→ Short task:
Reproduce the stretch of items below from the line that contains "of the metal" through the end of the items, both ends included.

→ Information provided:
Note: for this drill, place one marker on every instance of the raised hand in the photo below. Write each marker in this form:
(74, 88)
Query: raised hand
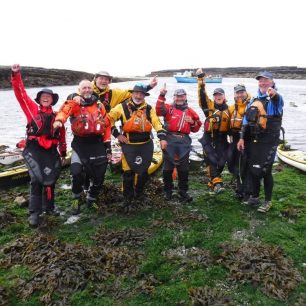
(153, 82)
(200, 73)
(271, 92)
(163, 91)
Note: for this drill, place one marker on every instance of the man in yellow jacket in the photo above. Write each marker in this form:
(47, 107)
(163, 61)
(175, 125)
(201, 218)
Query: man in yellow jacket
(216, 128)
(137, 119)
(112, 97)
(237, 161)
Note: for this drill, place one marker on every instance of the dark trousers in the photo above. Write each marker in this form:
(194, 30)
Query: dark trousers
(182, 171)
(79, 176)
(261, 154)
(129, 187)
(41, 198)
(237, 165)
(215, 149)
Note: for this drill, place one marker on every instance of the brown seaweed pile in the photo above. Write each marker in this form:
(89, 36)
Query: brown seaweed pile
(206, 296)
(3, 297)
(6, 218)
(61, 269)
(130, 237)
(263, 265)
(192, 257)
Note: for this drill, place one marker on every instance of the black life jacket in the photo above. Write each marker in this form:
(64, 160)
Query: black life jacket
(42, 124)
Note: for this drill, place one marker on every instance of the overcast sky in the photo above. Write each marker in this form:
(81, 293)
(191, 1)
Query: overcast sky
(135, 37)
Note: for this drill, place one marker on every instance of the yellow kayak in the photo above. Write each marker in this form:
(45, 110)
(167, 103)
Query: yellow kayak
(295, 158)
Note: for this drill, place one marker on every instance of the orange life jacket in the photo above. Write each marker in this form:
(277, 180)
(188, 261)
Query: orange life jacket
(89, 123)
(138, 122)
(41, 124)
(256, 114)
(237, 116)
(218, 121)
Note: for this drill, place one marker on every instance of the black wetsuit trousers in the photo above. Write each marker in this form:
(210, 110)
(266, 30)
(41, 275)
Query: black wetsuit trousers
(216, 150)
(182, 171)
(41, 198)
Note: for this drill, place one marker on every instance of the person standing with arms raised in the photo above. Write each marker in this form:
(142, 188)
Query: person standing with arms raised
(260, 136)
(43, 146)
(91, 130)
(179, 121)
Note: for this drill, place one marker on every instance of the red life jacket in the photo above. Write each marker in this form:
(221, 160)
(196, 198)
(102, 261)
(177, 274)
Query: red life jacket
(41, 124)
(175, 121)
(89, 123)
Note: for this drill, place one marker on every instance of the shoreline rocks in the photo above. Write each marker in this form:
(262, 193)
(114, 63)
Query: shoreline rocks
(279, 72)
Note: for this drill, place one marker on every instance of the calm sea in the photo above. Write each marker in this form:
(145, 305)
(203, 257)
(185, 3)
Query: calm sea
(12, 119)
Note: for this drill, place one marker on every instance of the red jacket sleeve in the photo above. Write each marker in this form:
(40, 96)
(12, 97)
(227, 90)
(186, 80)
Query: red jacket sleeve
(197, 122)
(62, 145)
(161, 108)
(29, 107)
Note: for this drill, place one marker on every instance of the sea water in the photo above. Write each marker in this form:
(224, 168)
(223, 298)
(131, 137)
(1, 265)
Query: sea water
(13, 122)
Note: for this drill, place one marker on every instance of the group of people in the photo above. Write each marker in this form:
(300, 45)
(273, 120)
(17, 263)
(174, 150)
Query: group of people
(243, 135)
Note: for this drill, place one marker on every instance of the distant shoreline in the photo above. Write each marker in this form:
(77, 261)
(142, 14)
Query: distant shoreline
(279, 72)
(43, 77)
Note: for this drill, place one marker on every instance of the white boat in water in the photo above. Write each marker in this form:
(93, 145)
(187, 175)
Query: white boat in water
(188, 77)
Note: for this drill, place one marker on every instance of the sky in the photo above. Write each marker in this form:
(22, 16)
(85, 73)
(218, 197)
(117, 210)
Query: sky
(134, 37)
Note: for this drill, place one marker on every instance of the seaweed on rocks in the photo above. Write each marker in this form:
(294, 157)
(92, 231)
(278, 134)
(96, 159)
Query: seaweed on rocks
(206, 296)
(4, 297)
(191, 256)
(60, 268)
(6, 219)
(263, 265)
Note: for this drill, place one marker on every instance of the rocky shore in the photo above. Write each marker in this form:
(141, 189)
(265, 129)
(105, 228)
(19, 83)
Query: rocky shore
(280, 72)
(43, 77)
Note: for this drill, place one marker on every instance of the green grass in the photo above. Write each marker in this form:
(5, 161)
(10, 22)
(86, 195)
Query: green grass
(227, 220)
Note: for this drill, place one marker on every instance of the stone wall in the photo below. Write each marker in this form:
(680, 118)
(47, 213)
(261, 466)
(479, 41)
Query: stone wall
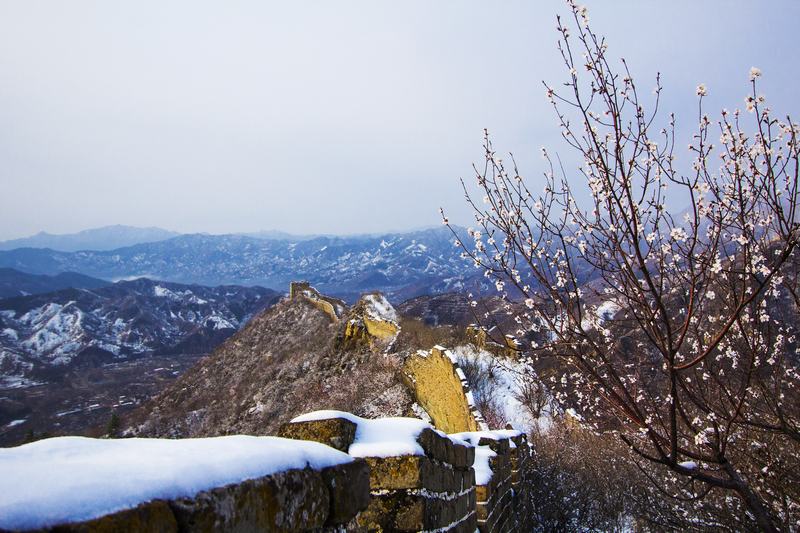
(293, 500)
(440, 387)
(437, 491)
(509, 347)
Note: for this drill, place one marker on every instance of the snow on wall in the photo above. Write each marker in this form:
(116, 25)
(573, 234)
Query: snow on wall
(380, 437)
(69, 479)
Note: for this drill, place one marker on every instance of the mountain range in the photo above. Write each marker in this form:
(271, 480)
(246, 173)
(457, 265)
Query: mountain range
(401, 265)
(105, 238)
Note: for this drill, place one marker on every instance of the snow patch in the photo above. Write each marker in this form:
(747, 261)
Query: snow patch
(382, 437)
(379, 308)
(70, 479)
(607, 310)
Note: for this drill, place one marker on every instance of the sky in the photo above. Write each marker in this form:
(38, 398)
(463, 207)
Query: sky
(319, 116)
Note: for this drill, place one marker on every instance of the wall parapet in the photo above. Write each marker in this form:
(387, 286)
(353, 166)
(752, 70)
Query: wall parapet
(453, 483)
(440, 387)
(333, 307)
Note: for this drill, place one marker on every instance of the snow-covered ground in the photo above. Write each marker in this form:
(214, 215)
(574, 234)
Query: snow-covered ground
(69, 479)
(506, 384)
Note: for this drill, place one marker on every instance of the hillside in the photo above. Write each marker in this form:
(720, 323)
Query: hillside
(291, 359)
(400, 265)
(105, 238)
(16, 283)
(39, 334)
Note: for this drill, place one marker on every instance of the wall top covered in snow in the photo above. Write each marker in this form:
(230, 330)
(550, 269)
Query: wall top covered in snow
(75, 479)
(441, 388)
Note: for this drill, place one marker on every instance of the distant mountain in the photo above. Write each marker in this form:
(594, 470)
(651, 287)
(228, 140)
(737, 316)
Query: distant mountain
(401, 265)
(105, 238)
(16, 283)
(43, 333)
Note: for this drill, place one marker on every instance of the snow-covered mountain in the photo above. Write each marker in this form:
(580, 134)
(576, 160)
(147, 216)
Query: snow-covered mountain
(400, 265)
(40, 335)
(105, 238)
(16, 283)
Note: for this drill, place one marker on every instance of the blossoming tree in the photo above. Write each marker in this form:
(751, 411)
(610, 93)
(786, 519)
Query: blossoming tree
(678, 333)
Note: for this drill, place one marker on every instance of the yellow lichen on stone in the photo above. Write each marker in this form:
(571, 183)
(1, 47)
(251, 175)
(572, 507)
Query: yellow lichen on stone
(332, 307)
(381, 329)
(433, 378)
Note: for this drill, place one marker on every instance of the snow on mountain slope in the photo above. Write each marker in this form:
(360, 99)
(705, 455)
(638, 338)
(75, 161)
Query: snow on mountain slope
(400, 265)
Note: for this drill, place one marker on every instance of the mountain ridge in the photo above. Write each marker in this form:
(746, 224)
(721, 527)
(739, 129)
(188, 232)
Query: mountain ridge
(101, 238)
(402, 265)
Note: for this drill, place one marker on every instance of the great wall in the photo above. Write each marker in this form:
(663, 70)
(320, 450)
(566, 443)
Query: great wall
(451, 475)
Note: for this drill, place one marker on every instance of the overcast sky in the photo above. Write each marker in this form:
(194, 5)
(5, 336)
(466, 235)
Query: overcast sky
(321, 117)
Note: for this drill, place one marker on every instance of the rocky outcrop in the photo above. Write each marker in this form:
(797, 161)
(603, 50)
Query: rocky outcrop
(440, 387)
(510, 346)
(371, 322)
(286, 361)
(293, 500)
(333, 307)
(437, 490)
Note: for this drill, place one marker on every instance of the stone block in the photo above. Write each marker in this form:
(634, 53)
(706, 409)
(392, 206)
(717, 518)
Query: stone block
(348, 487)
(287, 501)
(150, 517)
(337, 433)
(499, 446)
(404, 472)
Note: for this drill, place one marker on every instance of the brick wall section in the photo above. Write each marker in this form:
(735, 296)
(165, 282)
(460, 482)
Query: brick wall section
(441, 388)
(436, 491)
(294, 500)
(431, 492)
(502, 504)
(333, 307)
(479, 337)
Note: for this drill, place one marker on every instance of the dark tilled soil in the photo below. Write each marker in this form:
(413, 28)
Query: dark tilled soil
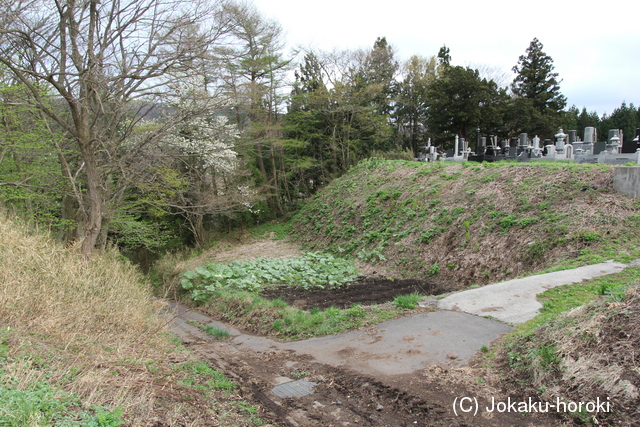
(367, 291)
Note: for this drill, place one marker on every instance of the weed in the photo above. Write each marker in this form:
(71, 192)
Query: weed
(434, 269)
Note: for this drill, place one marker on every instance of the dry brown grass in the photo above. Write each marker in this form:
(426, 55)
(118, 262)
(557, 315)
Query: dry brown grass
(54, 293)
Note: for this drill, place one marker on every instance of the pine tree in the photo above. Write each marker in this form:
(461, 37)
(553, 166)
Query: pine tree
(537, 90)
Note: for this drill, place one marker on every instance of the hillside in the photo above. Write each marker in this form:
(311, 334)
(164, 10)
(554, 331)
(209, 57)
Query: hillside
(472, 224)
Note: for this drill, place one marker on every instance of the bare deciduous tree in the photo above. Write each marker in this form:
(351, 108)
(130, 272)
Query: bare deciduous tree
(86, 64)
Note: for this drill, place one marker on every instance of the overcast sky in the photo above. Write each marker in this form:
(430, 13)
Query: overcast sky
(595, 46)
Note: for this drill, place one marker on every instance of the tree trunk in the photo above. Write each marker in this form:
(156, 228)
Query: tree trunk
(93, 202)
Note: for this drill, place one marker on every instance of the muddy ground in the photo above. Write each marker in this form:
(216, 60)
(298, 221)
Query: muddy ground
(344, 397)
(366, 291)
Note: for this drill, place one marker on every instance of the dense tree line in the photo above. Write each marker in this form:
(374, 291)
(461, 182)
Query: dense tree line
(152, 124)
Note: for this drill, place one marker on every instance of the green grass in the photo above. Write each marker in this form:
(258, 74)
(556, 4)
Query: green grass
(36, 402)
(276, 318)
(213, 331)
(564, 298)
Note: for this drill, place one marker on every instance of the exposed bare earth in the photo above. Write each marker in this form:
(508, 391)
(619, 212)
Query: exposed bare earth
(344, 396)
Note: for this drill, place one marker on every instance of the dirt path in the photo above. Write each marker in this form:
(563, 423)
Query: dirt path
(347, 388)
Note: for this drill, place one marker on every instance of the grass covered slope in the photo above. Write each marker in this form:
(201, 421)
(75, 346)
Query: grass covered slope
(471, 223)
(587, 354)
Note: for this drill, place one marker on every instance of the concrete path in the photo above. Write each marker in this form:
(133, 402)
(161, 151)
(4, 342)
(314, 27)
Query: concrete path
(514, 301)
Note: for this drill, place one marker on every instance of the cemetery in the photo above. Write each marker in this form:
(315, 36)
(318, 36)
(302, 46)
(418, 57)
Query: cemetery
(566, 147)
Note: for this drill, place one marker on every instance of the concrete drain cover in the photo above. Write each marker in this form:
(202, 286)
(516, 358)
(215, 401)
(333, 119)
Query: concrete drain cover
(298, 388)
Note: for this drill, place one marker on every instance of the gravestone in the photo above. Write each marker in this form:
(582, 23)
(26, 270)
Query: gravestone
(599, 147)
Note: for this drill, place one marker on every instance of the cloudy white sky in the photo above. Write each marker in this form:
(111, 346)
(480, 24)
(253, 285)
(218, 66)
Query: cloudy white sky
(595, 46)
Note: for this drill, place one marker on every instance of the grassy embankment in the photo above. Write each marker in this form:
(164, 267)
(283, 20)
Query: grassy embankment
(458, 225)
(82, 344)
(472, 224)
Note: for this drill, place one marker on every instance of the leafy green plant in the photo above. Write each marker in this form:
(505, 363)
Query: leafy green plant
(213, 331)
(434, 269)
(313, 270)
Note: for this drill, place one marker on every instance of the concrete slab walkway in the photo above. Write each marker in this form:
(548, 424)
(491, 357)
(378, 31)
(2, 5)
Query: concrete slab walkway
(514, 301)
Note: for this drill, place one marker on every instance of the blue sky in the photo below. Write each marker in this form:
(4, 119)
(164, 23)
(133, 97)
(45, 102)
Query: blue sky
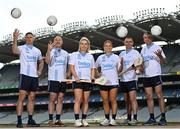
(35, 12)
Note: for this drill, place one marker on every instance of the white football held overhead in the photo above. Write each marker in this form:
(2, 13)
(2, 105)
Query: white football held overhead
(156, 30)
(122, 31)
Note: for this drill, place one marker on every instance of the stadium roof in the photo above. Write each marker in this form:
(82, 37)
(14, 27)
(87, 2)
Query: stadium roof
(105, 28)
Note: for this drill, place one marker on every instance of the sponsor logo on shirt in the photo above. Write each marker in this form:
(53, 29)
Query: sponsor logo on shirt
(31, 58)
(107, 66)
(83, 64)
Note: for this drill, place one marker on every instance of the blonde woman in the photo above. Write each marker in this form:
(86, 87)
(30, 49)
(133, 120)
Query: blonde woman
(82, 68)
(109, 64)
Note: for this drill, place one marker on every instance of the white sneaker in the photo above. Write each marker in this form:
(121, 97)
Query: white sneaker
(113, 122)
(126, 122)
(84, 122)
(133, 122)
(105, 122)
(78, 123)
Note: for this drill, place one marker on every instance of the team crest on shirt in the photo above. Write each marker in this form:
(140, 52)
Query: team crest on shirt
(78, 56)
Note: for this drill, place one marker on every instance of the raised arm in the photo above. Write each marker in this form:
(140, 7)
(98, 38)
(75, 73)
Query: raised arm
(40, 67)
(15, 49)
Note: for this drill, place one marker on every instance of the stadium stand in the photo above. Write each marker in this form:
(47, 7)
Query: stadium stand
(103, 30)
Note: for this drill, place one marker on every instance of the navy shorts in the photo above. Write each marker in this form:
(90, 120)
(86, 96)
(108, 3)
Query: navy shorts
(107, 87)
(152, 81)
(126, 87)
(82, 85)
(28, 83)
(56, 86)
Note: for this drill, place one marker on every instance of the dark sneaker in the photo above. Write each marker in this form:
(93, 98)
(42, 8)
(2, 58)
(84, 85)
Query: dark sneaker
(162, 122)
(150, 122)
(19, 125)
(58, 123)
(50, 123)
(32, 123)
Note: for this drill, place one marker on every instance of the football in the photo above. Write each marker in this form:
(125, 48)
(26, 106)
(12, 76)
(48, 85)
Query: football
(16, 13)
(51, 20)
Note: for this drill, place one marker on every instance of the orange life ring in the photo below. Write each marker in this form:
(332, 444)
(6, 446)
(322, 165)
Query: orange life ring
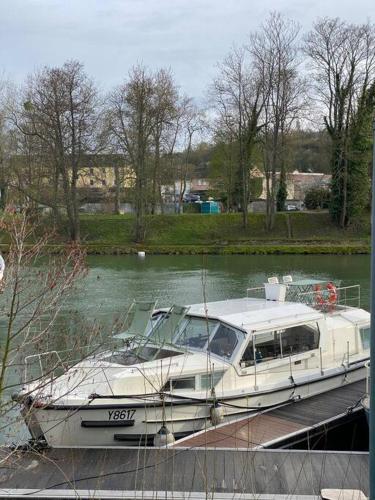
(319, 299)
(332, 293)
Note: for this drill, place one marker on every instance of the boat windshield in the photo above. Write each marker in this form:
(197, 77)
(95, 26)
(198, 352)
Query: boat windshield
(195, 332)
(209, 335)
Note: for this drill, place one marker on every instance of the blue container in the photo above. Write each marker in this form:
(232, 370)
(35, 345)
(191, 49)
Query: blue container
(210, 207)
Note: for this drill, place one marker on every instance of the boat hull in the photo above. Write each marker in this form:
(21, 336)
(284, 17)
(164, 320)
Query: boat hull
(111, 422)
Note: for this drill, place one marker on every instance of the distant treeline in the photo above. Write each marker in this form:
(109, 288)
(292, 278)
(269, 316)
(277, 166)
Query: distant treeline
(285, 100)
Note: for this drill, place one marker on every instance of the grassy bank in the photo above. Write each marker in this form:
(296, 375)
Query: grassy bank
(224, 234)
(294, 233)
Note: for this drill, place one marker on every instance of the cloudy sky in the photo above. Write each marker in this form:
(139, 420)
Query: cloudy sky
(109, 36)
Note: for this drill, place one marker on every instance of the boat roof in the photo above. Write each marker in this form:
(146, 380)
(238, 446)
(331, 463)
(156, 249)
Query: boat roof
(251, 314)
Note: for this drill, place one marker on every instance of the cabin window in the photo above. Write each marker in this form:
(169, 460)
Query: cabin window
(224, 342)
(280, 343)
(209, 380)
(365, 334)
(196, 332)
(180, 384)
(267, 347)
(298, 339)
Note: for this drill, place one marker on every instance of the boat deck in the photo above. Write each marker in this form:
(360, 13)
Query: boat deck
(284, 424)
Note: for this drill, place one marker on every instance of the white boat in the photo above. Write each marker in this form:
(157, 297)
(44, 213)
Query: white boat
(196, 366)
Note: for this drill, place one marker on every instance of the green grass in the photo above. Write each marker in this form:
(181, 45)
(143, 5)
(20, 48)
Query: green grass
(301, 232)
(221, 229)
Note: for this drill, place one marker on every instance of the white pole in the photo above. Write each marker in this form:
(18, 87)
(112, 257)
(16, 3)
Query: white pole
(2, 267)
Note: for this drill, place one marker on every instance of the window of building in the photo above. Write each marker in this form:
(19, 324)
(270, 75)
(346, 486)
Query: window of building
(365, 334)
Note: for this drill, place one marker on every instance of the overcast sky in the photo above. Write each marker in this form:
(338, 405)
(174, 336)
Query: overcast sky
(109, 36)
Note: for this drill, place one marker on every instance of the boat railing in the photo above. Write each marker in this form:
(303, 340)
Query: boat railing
(326, 301)
(368, 377)
(256, 292)
(322, 298)
(53, 363)
(41, 365)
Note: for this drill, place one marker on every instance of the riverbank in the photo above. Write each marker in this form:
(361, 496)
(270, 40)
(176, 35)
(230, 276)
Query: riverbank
(219, 234)
(223, 234)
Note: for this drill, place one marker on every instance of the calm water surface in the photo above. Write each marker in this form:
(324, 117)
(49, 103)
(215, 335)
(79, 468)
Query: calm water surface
(113, 282)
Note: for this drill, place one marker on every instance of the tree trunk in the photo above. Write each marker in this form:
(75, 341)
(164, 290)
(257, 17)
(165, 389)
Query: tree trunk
(117, 188)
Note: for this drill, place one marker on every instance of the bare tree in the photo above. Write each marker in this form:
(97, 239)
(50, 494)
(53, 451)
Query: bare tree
(59, 109)
(165, 114)
(193, 124)
(131, 108)
(31, 296)
(275, 56)
(239, 99)
(343, 62)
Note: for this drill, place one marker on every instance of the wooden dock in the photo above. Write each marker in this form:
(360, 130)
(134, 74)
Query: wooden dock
(284, 425)
(141, 473)
(233, 461)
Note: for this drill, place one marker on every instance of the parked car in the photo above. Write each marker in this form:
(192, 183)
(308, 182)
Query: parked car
(292, 208)
(191, 198)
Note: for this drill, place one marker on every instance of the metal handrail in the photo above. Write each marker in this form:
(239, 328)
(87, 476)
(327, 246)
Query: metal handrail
(340, 289)
(253, 289)
(368, 379)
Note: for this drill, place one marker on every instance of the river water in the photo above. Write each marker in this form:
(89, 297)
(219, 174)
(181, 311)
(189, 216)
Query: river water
(113, 282)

→ Solution to this exercise:
Note: for this drill, place one marker on every instance of the metal handrail in the photo above. Write each marker in this form:
(239, 328)
(87, 476)
(327, 246)
Query: metal handrail
(340, 289)
(253, 289)
(368, 379)
Note: for this drill, place one marker on every instance of the river water in the photo above. Write each marker in this form:
(89, 297)
(219, 174)
(181, 311)
(189, 216)
Query: river water
(113, 282)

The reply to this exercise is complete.